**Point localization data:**
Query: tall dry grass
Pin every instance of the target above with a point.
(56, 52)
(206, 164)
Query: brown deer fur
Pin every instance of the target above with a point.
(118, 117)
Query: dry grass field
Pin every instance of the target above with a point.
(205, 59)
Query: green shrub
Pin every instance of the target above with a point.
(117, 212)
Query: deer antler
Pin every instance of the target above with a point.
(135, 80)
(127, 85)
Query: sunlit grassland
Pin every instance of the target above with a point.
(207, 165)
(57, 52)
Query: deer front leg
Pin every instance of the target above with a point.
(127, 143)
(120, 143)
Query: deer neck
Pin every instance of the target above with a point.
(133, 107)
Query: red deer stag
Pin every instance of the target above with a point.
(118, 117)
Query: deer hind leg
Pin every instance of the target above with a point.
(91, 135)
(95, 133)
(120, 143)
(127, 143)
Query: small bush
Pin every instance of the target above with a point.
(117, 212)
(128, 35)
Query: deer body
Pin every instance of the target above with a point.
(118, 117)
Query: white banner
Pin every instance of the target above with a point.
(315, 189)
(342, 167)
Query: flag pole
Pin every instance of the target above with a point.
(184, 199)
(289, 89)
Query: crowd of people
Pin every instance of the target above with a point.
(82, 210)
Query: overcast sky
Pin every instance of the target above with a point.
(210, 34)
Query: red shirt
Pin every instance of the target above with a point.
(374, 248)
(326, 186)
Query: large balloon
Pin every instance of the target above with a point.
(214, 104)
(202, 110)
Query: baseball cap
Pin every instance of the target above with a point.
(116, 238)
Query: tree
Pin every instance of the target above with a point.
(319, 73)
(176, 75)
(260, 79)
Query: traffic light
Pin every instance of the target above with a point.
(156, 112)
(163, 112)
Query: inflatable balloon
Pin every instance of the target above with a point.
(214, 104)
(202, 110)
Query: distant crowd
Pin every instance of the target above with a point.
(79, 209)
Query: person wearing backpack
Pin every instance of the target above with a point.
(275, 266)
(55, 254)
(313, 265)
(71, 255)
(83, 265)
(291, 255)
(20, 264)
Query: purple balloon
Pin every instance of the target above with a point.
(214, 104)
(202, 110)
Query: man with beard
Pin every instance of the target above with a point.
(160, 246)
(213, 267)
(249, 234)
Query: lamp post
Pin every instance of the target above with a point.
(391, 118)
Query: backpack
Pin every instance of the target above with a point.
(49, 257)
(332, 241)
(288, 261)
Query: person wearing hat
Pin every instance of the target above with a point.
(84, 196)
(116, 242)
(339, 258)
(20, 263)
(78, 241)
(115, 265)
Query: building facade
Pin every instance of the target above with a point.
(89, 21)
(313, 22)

**TASK BRIEF:** Which lines of the data include the string "person"? Find them and copy each one.

**THE ANSWER:**
Query: person wearing backpack
Query: person wearing hat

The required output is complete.